Stored items
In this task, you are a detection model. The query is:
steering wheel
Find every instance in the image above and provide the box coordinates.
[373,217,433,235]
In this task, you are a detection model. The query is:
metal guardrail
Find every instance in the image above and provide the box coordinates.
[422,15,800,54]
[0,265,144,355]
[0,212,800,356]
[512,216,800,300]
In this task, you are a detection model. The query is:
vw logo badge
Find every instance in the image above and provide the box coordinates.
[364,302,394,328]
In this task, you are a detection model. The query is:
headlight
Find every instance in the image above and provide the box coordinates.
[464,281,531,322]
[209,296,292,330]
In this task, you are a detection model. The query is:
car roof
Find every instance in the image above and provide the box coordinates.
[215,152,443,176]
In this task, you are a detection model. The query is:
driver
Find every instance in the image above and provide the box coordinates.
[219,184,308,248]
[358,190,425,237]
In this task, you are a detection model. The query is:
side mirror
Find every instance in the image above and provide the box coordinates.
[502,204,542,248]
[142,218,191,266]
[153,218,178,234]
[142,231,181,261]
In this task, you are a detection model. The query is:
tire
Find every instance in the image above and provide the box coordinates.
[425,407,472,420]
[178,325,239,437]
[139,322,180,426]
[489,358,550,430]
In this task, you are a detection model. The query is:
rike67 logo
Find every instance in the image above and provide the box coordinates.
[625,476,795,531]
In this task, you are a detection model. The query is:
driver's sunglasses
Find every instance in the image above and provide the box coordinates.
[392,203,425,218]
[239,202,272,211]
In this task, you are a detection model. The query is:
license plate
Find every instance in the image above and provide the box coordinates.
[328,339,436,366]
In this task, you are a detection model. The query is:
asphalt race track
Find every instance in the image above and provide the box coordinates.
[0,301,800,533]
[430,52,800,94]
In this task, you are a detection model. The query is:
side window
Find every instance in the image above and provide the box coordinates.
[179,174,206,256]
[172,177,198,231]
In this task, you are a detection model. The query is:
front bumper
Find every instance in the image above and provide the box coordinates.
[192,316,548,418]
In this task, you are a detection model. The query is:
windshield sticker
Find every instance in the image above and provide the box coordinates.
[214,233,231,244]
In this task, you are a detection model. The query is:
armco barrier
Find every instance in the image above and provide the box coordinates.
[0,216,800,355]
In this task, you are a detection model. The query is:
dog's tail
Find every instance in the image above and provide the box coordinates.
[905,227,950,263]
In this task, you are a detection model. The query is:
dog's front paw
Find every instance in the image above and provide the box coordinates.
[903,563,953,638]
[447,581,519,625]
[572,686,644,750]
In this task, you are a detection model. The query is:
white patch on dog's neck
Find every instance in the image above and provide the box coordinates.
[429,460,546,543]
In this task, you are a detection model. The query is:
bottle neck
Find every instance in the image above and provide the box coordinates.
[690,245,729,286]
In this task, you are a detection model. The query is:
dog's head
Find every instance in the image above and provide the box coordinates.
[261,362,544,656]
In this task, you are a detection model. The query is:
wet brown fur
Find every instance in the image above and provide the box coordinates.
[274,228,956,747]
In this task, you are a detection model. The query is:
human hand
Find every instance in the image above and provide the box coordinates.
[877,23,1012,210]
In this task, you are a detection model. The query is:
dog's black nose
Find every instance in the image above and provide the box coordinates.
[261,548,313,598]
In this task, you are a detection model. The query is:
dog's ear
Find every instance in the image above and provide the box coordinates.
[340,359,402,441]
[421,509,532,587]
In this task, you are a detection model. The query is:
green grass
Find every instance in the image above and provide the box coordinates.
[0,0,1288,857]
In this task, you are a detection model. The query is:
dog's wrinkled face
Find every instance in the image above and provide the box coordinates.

→ Problem details
Render every line of the stored items above as a numbered list, leaving out any blank lines.

→ Task output
1. In this task, you are a detection model. The query is:
2. steering wheel
3. Find every instance in the image above and provide the box coordinates.
4. [373,217,433,235]
5. In this task, you are a detection model. The query is:
6. metal guardrail
7. Find every instance in the image above and provide the box coordinates.
8. [422,15,800,54]
9. [0,265,144,355]
10. [0,212,800,356]
11. [512,216,800,300]
12. In this task, you are a detection model. The query is:
13. vw logo badge
14. Find every instance in the image above and provide the box coordinates.
15. [364,302,394,328]
16. In this task, you are a detection model. The query is:
17. headlight
18. Find every instance in the image above and provide the box coordinates.
19. [464,281,531,322]
20. [209,296,292,330]
21. In this task, you are a detection model. The query is:
22. car roof
23. Find every instance in the image above and provide the box coordinates.
24. [215,152,443,176]
25. In this task, you are a detection model. The query is:
26. driver
27. Find every instance in the image above and provide the box coordinates.
28. [219,184,308,248]
29. [358,190,425,237]
30. In this task, you are a detection model. The query is:
31. side mirror
32. Find every instance in the image above and provide the box coordinates.
33. [502,204,542,248]
34. [142,218,191,266]
35. [153,218,178,234]
36. [142,231,181,261]
37. In this task, you are a detection model. The query is:
38. tire
39. Find every instance in the image above and provide the box coordinates.
40. [425,407,472,420]
41. [178,325,239,437]
42. [139,322,180,426]
43. [489,358,550,430]
44. In this task, you are a detection model. The query is:
45. rike67 logo
46. Find every instance in the image above and provide the box coordinates.
47. [625,476,795,531]
48. In this task, you are a detection model. The query is:
49. driver's sunglasses
50. Find every instance in the image above and provide the box coordinates.
51. [392,203,425,218]
52. [239,202,272,211]
53. In this task, you are a detection model. The query is:
54. license plate
55. Find every instance in the image above and provide the box coordinates.
56. [328,339,436,366]
57. In this task, you are a detection model. The query is:
58. asphalt race track
59. Find every instance in the image above and provide the box coordinates.
60. [0,301,800,533]
61. [430,52,800,94]
62. In this task, you are a detection model. The query is:
63. side window
64. Find every instance in the image above and provide the box coordinates.
65. [179,174,206,256]
66. [172,177,198,231]
67. In this task, you are a detection model. The query is:
68. front bumper
69. Find every instance in the image above and provide the box coordinates.
70. [192,316,548,418]
71. In this task, you are a detection model. The query is:
72. windshield sticker
73. Find every instance in the image above and provide the box coordinates.
74. [214,233,231,244]
75. In this task, you are a detection model. The query is:
76. armco barrier
77. Find every instance in the image above and provide the box coordinates.
78. [0,216,800,355]
79. In this task, you are a detection model. The query is:
80. dog's tail
81. Find every instance in the image above and provide the box coordinates.
82. [905,227,950,263]
83. In this task, you are a detection model. The query is:
84. dog's front paw
85. Find every instance in the image above and provide the box coordinates.
86. [903,563,953,638]
87. [447,581,519,625]
88. [572,686,644,750]
89. In this task, you are a detection model. The query is:
90. white patch on dog's neck
91. Find every instance in the image above and provide the box coordinates.
92. [429,460,546,543]
93. In this task, you are a detection model. The query is:
94. bottle neck
95. Find every instance in the image above and provide the box coordinates.
96. [690,245,729,286]
97. In this task, you are a detection model. The query is:
98. dog's head
99. Find every instance in the image above and provide the box coordinates.
100. [261,362,544,656]
101. In this task, you are a detection model. The query is:
102. wet brown fur
103. Find every instance in the image above and provide the box coordinates.
104. [274,228,956,747]
105. In this task, you are a detection model. The query is:
106. human hand
107. Find every instance in the image above and provide the box coordinates.
108. [877,23,1012,210]
109. In this task, you are a detection model. The query is:
110. dog's black nose
111. Find every instance in the image above and provide the box coordinates.
112. [261,548,313,598]
113. In this task, you are a detection model. The query is:
114. dog's ear
115. Find every instance in the image above and provide the box coordinates.
116. [340,359,402,441]
117. [421,509,532,587]
118. In this task, you are a detection model. The query is:
119. green grass
120. Find every instance in the image above and provide the box coordinates.
121. [0,0,1288,857]
122. In this task, you are a detection model. The query is:
123. dog's wrinkled face
124. Find every instance in the image above and provide the box coordinates.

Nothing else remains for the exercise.